• STATED PROBLEM A:
In the network vendor thread, how many companies does RCoon's boss want evaluated at the first stage?
• STATED PROBLEM B:
Pick up the network vendor thread right after its last post and write what comes next.

Sorry I didn't mean to come off like an arse. I have seen a lot of people come through and ask for advice on big projects and they are completely clueless of the scope of the project. It does sound like you have been given plenty of time to research. My advice, which you are looking for, was for your employer to go through an outside vendor which usually costs more upfront but is less expensive years down the road. You did say you are getting a survey done so that will be immensely helpful. In six months if the project seems like it is getting over your head see if you can hire a consultant. After all, if it is going to take a full year to plan this out it is going quite a bit of time implementing and troubleshooting and finally managing and upgrading. This is just from my IT experience.


----------



## RCoon (Apr 29, 2014)

Easy Rhino said:


> Sorry I didn't mean to come off like an arse. I have seen a lot of people come through and ask for advice on big projects and they are completely clueless of the scope of the project. It does sound like you have been given plenty of time to research. My advice, which you are looking for, was for your employer to go through an outside vendor which usually costs more upfront but is less expensive years down the road. You did say you are getting a survey done so that will be immensely helpful. In six months if the project seems like it is getting over your head see if you can hire a consultant. After all, if it is going to take a full year to plan this out it is going quite a bit of time implementing and troubleshooting and finally managing and upgrading. This is just from my IT experience.


 
At this stage my boss wants me to evaluate the 6 companies and what they have to offer, then in a few months time after I've tested their kit (and tested their customer service experience), we're going to knock it down to two companies, and ask them for their quotes, their gear, their costs, etc, and evaluate further from there. Once we have a winner in terms of services provided, we'll get the actual project done.


----------



## brandonwh64 (Apr 29, 2014)

sorry it took so long but here is the layout of the college UniFi setup we have.


----------



## remixedcat (Apr 29, 2014)

Thing is... How fast is ubiquity to respond when issues arise or you got to RMA something?? I hear they are forum support only is this correct??

• SUPPLIED INFORMATION:
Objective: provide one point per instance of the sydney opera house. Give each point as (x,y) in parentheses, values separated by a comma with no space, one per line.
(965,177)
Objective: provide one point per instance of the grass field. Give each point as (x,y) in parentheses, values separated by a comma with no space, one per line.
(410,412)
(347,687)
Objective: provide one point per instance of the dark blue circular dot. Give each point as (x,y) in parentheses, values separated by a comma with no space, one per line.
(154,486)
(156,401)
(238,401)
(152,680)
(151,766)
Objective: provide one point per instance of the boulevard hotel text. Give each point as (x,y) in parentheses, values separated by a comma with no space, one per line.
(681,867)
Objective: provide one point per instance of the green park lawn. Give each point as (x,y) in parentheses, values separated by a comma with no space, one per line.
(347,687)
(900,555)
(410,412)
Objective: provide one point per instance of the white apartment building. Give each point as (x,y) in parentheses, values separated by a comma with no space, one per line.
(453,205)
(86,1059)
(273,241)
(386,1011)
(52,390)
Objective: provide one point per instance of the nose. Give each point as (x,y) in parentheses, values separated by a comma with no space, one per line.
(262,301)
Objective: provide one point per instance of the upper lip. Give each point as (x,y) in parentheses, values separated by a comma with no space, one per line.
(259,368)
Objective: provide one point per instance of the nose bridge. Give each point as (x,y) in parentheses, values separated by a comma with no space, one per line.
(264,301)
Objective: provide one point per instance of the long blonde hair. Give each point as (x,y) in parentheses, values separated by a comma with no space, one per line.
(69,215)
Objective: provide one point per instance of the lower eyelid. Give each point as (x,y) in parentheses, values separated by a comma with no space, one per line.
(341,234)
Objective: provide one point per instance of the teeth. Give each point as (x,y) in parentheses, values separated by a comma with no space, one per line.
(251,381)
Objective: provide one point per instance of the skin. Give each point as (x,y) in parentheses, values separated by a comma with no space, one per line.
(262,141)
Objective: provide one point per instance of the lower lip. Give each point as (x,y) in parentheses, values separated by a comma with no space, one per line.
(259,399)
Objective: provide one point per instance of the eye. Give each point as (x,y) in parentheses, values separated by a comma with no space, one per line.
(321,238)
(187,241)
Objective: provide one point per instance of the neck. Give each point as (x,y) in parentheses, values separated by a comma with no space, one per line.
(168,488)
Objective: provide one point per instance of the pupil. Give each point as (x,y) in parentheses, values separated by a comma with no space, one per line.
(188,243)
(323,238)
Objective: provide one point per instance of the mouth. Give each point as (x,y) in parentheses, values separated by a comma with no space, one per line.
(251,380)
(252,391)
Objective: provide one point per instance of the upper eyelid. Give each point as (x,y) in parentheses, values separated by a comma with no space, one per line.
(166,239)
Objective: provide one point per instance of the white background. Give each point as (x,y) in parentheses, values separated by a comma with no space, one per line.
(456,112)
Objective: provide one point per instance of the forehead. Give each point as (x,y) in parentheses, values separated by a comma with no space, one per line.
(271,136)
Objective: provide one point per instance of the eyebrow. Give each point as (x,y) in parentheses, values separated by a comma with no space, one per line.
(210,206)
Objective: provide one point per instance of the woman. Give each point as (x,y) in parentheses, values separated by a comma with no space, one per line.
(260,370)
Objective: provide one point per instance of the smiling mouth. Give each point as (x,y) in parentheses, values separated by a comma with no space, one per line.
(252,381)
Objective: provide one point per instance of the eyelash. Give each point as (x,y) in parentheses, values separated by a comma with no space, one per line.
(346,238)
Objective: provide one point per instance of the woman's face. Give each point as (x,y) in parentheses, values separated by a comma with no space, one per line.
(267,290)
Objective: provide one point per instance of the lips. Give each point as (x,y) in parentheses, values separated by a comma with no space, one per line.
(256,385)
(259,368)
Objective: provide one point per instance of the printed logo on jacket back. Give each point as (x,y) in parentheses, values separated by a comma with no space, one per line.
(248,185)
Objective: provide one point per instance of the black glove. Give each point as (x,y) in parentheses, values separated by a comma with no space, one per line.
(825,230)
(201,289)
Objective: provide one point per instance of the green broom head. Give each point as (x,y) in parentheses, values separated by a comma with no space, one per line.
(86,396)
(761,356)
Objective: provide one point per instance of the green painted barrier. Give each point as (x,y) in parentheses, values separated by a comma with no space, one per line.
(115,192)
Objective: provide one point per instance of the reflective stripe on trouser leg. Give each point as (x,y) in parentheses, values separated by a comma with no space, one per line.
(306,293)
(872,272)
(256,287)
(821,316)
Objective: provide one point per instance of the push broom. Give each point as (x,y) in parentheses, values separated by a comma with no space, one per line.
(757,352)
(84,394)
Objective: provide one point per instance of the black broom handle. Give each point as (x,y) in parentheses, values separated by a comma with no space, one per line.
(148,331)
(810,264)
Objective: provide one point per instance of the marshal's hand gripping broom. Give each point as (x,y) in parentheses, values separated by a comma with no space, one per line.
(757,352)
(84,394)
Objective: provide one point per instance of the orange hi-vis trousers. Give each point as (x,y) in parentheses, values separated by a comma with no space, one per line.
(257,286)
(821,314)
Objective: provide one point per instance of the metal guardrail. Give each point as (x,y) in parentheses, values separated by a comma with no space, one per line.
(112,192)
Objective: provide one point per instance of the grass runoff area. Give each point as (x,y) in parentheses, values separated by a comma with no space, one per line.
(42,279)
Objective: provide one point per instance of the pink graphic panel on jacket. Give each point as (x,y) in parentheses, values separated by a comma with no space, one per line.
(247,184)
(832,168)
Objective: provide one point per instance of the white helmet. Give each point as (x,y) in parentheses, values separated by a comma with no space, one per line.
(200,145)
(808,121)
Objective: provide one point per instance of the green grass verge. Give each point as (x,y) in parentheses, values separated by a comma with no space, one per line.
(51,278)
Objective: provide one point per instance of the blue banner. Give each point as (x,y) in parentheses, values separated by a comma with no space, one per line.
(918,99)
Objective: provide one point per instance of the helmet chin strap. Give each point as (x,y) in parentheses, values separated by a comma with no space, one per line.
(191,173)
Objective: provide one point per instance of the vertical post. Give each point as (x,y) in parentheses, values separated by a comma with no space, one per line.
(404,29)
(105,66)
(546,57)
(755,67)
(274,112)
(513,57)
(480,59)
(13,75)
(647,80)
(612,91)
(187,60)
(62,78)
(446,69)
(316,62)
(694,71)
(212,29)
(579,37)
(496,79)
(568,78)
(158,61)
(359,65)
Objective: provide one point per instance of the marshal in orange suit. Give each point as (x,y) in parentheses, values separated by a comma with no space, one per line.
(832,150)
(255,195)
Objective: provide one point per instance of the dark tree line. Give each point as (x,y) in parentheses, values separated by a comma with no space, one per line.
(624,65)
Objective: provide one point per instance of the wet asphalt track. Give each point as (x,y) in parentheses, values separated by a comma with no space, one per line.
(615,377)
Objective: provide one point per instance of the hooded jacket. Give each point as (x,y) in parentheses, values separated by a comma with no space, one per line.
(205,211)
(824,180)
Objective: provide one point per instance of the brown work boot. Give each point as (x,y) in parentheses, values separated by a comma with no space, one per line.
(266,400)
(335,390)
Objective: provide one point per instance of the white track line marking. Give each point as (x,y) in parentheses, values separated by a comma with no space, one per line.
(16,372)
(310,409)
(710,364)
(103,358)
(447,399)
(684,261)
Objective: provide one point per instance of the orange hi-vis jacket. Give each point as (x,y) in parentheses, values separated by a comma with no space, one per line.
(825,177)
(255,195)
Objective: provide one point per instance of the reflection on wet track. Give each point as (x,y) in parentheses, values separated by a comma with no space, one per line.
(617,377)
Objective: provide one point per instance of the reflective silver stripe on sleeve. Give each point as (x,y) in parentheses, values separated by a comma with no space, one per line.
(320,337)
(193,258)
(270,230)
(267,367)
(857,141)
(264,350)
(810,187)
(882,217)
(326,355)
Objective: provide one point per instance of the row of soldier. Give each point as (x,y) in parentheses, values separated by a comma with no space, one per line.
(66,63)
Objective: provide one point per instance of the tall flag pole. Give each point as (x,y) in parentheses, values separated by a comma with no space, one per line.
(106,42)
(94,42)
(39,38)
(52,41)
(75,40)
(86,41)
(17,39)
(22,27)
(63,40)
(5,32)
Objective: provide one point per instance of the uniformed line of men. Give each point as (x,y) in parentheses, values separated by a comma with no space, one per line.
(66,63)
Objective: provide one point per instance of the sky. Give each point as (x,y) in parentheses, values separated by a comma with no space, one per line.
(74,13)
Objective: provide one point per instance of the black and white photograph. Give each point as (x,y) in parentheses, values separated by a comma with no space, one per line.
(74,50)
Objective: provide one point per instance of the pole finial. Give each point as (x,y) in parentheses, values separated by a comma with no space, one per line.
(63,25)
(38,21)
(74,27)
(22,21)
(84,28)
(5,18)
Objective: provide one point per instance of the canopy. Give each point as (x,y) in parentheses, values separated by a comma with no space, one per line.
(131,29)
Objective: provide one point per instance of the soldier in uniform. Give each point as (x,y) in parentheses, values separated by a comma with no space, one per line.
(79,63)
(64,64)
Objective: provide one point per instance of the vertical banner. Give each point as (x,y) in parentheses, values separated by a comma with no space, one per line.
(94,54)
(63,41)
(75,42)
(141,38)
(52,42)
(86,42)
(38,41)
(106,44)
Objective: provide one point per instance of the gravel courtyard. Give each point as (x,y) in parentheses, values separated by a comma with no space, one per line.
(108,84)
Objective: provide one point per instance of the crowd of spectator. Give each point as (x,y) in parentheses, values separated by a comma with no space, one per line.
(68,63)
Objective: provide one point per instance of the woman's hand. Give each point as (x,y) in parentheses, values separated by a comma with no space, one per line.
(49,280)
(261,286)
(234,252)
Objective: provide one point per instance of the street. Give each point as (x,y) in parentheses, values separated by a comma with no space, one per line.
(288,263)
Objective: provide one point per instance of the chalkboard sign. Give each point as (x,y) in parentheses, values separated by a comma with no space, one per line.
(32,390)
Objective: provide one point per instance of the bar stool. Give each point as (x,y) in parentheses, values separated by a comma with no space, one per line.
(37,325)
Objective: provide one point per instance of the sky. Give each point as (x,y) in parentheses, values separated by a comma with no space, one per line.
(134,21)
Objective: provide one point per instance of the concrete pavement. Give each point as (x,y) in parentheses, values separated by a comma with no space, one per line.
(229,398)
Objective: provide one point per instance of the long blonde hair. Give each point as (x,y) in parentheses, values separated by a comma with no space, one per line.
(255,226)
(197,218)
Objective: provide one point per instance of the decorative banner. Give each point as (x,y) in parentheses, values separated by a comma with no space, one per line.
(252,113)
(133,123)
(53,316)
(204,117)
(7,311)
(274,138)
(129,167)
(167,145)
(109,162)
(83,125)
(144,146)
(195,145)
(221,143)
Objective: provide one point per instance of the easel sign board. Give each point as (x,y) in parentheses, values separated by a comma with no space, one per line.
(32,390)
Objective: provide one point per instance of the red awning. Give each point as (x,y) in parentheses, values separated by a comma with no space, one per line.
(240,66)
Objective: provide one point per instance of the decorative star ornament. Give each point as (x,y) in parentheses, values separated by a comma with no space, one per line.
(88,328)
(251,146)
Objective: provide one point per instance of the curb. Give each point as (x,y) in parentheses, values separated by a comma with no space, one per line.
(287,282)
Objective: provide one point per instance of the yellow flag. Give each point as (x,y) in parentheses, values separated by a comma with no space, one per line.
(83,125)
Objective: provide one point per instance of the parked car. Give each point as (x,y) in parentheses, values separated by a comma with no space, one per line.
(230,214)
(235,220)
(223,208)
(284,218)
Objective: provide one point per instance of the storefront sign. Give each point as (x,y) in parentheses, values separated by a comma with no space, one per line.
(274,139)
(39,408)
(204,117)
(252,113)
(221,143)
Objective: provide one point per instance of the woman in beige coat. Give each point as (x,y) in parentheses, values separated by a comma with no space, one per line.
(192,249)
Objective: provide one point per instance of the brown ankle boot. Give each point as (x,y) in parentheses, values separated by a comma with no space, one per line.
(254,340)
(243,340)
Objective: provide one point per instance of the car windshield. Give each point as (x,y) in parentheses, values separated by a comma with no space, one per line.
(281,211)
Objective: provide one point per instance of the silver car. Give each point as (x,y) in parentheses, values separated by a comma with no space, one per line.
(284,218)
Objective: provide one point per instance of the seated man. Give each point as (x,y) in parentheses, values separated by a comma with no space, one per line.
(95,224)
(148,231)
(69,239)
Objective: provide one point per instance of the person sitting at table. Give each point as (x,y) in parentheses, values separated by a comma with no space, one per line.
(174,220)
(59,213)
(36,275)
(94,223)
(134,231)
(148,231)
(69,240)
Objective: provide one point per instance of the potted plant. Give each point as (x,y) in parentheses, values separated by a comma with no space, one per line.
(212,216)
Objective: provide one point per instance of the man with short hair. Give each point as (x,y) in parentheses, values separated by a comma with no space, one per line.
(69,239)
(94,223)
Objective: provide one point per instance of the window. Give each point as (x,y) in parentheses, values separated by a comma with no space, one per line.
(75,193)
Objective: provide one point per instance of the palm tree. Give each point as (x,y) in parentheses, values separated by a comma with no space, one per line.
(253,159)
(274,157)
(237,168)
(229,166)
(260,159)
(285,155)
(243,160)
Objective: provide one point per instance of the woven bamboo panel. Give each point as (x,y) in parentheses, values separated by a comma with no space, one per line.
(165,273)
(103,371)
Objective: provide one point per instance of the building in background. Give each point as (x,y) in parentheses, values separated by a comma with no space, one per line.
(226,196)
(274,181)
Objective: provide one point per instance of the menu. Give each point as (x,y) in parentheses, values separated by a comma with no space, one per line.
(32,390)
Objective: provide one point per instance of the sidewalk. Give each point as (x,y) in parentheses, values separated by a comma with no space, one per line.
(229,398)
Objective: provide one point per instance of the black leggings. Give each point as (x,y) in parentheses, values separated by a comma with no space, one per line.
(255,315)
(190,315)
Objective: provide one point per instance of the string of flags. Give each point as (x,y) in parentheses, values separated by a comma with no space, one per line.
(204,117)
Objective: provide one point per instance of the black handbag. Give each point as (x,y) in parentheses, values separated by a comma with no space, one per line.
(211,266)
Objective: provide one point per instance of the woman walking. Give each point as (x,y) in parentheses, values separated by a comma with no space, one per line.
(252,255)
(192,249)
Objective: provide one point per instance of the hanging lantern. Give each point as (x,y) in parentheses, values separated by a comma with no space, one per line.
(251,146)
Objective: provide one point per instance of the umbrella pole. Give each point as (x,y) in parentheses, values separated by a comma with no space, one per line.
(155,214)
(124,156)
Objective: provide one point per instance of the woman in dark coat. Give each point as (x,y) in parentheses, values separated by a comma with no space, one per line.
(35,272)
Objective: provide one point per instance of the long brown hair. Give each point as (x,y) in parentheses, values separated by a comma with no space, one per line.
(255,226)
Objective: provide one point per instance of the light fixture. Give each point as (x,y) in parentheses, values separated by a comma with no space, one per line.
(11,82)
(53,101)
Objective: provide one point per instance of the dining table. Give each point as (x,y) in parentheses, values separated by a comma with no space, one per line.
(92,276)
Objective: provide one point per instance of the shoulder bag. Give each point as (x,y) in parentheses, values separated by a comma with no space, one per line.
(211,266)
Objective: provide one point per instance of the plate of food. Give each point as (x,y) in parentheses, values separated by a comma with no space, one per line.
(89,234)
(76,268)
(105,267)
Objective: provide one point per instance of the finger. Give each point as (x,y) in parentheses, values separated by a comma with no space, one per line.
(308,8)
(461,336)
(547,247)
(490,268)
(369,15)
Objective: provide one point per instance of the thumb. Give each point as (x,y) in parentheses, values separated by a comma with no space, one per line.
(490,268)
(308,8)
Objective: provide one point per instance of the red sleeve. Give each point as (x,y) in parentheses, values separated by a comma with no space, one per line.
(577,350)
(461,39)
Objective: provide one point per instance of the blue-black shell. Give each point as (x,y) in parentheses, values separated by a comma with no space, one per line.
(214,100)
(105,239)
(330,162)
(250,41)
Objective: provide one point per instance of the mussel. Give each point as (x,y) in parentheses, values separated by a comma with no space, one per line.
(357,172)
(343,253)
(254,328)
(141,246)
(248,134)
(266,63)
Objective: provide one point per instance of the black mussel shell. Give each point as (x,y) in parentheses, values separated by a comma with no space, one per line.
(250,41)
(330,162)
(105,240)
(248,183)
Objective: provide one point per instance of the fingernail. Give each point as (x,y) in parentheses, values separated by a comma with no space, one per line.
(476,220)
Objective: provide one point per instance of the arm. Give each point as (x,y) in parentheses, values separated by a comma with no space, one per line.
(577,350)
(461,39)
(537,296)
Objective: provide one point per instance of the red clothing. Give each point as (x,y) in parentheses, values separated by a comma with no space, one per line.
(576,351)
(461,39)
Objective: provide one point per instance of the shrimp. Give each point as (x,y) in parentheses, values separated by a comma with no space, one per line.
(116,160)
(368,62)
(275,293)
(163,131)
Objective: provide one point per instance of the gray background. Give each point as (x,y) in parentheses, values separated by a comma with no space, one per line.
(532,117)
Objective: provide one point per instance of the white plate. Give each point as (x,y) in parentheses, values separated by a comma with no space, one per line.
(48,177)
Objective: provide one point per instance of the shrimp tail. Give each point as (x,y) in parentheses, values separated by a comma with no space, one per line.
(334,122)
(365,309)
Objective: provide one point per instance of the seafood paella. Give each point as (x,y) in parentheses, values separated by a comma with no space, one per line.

• TASK RESULT A:
Six companies.

• TASK RESULT B:
----------



## RCoon (May 2, 2014)

Small update from after having run tests on the Aruba AP

*3GB single file

AP225 (.11N / AC)

Peak: 5ft / 5ft
Link speed - 780Mbps / 180Mbps
Peak transfer - 23.1MBps / 12.5MBps
Utilization - 30% / 75%

Worst: 60ft / 140ft
Link speed - 60Mbps / 26Mbps
Peak transfer - 4.64MBps / 2.6MBps
Utilization - 33% / 26%
Max Distance - 60ft / 140ft

Further than ~140ft caused a disconnection from the wireless or unusable network connection. When I was using an AC device, it would switch from AC to N at around 60ft, and as such gain a higher link speed up to around 300mbps, but it seemed to have some issue where when it switched to the N band but didn't go much farther.*

It's also worth noting the Aruba instant access management on the independent device is pretty awesome. The cloud management console is quite delayed though, and can take up to two minutes to display what just happened. Waiting on our retailer to provide us with a 90 day evaluation on the Aruba AirWave software so we can try that out as a management method on a virtual machine onsite.


----------



## remixedcat (May 2, 2014)

Is the instant access software as detailed as the Meraki?


----------



## RCoon (May 2, 2014)

remixedcat said:


> Is the instant access software as detailed as the Meraki?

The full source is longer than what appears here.